==== ROWS ====

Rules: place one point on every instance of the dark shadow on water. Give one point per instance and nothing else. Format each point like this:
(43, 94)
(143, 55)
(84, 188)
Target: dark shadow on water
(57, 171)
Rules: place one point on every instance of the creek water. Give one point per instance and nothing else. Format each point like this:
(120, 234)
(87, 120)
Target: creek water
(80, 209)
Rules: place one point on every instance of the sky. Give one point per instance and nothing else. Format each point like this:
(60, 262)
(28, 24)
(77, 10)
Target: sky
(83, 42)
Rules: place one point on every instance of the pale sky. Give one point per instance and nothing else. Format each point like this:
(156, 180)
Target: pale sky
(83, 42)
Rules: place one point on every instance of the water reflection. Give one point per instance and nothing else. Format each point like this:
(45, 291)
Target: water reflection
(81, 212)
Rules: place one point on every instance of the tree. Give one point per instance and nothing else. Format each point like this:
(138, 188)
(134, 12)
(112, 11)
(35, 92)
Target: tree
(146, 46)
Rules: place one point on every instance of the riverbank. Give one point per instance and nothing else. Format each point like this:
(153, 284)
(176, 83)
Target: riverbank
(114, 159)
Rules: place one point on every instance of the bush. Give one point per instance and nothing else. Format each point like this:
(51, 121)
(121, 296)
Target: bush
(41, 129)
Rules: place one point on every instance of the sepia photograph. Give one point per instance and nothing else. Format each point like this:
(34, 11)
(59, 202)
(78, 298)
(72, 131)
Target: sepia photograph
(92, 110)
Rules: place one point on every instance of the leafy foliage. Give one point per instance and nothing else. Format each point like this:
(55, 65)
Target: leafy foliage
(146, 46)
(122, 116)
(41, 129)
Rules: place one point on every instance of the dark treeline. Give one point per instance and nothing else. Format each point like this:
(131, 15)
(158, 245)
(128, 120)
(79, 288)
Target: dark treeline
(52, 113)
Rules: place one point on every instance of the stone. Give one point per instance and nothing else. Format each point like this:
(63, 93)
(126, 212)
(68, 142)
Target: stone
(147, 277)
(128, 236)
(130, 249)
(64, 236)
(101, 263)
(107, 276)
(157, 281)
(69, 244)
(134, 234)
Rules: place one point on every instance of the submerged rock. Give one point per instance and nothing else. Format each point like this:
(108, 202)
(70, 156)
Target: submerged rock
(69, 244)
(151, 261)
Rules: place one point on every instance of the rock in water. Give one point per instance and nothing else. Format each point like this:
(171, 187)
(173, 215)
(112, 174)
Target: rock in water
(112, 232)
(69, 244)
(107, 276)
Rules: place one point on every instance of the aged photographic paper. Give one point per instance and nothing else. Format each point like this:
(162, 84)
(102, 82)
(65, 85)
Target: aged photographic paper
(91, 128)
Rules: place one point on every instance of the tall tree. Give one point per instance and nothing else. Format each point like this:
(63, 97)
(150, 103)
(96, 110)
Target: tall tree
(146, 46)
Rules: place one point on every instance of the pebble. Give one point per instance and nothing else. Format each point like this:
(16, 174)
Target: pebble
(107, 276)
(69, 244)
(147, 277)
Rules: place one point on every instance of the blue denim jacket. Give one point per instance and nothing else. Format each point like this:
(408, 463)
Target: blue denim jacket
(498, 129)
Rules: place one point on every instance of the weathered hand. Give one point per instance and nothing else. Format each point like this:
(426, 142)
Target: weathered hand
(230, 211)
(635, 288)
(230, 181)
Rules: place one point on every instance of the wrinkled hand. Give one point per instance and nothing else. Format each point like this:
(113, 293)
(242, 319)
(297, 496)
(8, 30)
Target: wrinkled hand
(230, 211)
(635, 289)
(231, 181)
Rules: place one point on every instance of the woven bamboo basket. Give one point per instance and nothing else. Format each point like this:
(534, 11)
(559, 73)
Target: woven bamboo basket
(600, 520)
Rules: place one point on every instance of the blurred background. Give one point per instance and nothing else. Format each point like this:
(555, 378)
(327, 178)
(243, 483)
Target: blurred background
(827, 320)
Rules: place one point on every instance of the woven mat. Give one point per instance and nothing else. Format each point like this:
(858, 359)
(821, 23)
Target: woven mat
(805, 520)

====

WHAT YOU HAVE TO DO: Every record shown above should be written out again exactly.

WORKED SOLUTION:
Rules: place one point on every instance of the dark shadow on water. Give one point per instance and nothing else. Format each point like this:
(43, 94)
(143, 55)
(84, 188)
Target: dark shadow on water
(57, 171)
Rules: place one point on every instance of the creek water. Give one point per instance and nothing else. Format each point like this:
(120, 234)
(87, 120)
Target: creek water
(80, 209)
Rules: place one point on every instance of the sky. Give one point per instance and nothing else. Format each point like this:
(60, 262)
(28, 24)
(77, 10)
Target: sky
(83, 42)
Rules: place one point on every instance of the pale sky. Give one point per instance and nothing else. Format each point like this:
(156, 180)
Target: pale sky
(83, 42)
Rules: place one point on every instance of the water reflection. Give one point per instance and nothing else. Format each point like this:
(45, 291)
Target: water reflection
(81, 212)
Rules: place one point on every instance of the tree. Give one point per instance and nothing else. Format each point like this:
(138, 188)
(134, 12)
(112, 11)
(35, 92)
Target: tree
(146, 46)
Rules: place one point on every instance of the riverbank. Give one point per instance and nothing else. Format each point like this:
(153, 284)
(176, 83)
Target: riverbank
(114, 159)
Rules: place one point on every instance of the bush. Give one point per instance and nothing else. Format each point like this:
(51, 121)
(121, 296)
Target: bush
(41, 129)
Rules: place one point on every instance of the sepia photograph. Give one point per instance and nothing else. Format each point like this:
(34, 11)
(59, 202)
(78, 298)
(72, 131)
Target: sepia photograph
(92, 110)
Rules: place one point on every instance of the leafy foliage. Give one point per instance and nothing else. Format each point like this:
(55, 65)
Target: leafy foliage
(146, 46)
(122, 116)
(41, 129)
Rules: place one point on every instance of the dark treeline. Give one point per instance and nothing else. Format each point like this:
(131, 15)
(158, 245)
(128, 120)
(79, 288)
Target: dark treeline
(52, 113)
Rules: place one point on every instance of the stone. Give one point per instance and nothing else. Format each point like this:
(63, 93)
(126, 212)
(68, 142)
Target: stone
(147, 277)
(128, 236)
(130, 249)
(64, 236)
(101, 263)
(107, 276)
(157, 281)
(69, 244)
(134, 234)
Rules: place one point on every instance of the submerged rock. Give one point per instance and nothing else. Format each point like this:
(108, 202)
(70, 156)
Target: submerged rock
(69, 244)
(151, 261)
Rules: place one point on every instance of the rock in water. Give one point per instance and nothing else. Format each point like this:
(171, 187)
(173, 215)
(112, 174)
Target: rock in water
(112, 232)
(69, 244)
(107, 276)
Rules: place one point on every instance of the aged photographic paper. Give one point per instance and nothing else. Format each point like this:
(162, 84)
(102, 82)
(65, 85)
Target: aged photographic paper
(91, 128)
Rules: place one point on every instance of the tall tree. Give one point per instance and nothing else. Format each point like this:
(63, 97)
(150, 103)
(96, 110)
Target: tall tree
(146, 46)
Rules: place one point on every instance of the pebble. Give one point per instance and nothing else. Format each point like this:
(16, 174)
Target: pebble
(107, 276)
(69, 244)
(147, 277)
Rules: place one point on every instance of the blue denim jacket. Give one point per instance and nothing else. Format each point like this:
(408, 463)
Target: blue denim jacket
(498, 129)
Rules: place one point on every instance of the weathered hand. Give one point per instance and nothing else. Format each point like this:
(426, 142)
Target: weathered hand
(230, 211)
(635, 288)
(230, 181)
Rules: place one point on every instance of the wrinkled hand. Give one point per instance and nothing else. Format each point like this:
(113, 293)
(242, 319)
(297, 496)
(8, 30)
Target: wrinkled hand
(230, 211)
(635, 289)
(231, 181)
Rules: place one point on every instance of the woven bamboo basket. Give one point per instance and nothing else. Format each point like this:
(534, 11)
(559, 73)
Target: woven bamboo basket
(600, 520)
Rules: place one point on every instance of the blurred background. Give one point per instance and nothing else. Format each point like this:
(555, 378)
(327, 178)
(243, 483)
Target: blurred background
(827, 320)
Rules: place one point on every instance of the woven mat. Give one point per instance and nothing else. Format each point like this:
(858, 359)
(821, 23)
Target: woven mat
(805, 520)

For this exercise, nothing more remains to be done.